%%
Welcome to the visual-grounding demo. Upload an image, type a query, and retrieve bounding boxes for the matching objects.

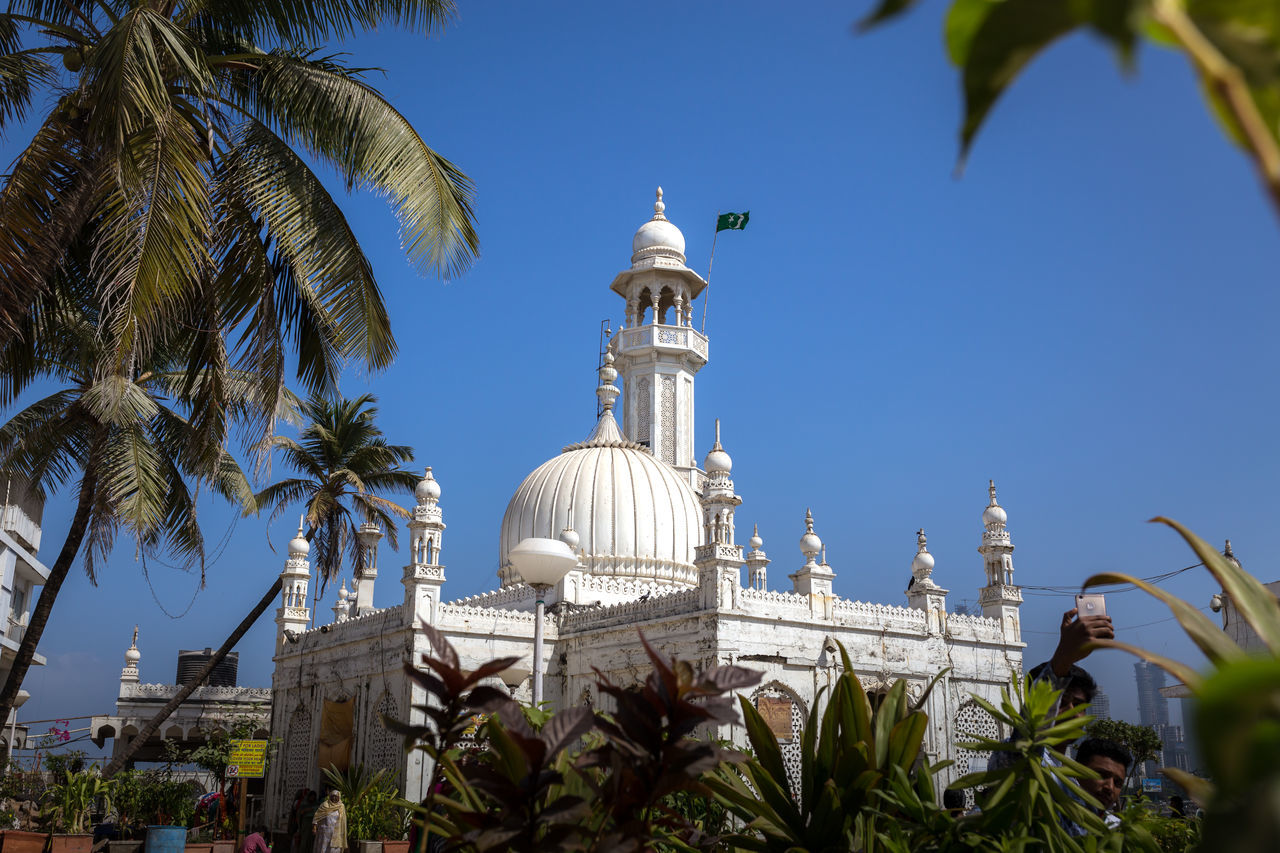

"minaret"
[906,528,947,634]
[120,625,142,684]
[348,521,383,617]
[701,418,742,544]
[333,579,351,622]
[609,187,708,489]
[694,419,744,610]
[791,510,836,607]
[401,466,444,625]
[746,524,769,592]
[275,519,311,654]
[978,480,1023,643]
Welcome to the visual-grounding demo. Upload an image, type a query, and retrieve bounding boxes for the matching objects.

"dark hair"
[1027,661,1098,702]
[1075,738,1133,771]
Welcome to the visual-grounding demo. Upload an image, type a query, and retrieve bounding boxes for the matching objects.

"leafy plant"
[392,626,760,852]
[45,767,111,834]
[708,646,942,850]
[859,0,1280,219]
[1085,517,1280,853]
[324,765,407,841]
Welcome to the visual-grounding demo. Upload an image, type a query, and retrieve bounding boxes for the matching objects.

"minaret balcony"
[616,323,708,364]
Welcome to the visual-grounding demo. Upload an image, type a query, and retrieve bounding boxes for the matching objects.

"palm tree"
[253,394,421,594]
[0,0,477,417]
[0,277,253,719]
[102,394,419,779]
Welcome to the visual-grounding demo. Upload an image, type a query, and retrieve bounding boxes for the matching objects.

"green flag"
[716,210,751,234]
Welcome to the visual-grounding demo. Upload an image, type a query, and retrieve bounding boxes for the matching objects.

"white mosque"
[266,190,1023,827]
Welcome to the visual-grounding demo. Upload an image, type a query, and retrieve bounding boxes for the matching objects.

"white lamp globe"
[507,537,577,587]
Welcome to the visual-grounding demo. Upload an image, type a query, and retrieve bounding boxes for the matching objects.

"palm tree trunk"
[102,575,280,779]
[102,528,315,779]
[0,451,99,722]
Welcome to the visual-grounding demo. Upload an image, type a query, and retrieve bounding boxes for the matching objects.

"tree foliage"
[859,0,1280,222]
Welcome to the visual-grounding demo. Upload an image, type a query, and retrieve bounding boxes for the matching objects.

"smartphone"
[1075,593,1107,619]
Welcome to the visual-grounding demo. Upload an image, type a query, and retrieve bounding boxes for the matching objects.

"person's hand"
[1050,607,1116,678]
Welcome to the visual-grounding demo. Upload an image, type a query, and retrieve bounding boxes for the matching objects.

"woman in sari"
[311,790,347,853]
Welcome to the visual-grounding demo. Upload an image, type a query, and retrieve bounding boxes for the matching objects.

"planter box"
%%
§ **What the task asks**
Show each line in the listing above that contains the word "tree".

§ **Written answer**
"palm tree"
"palm tree trunk"
"tree foliage"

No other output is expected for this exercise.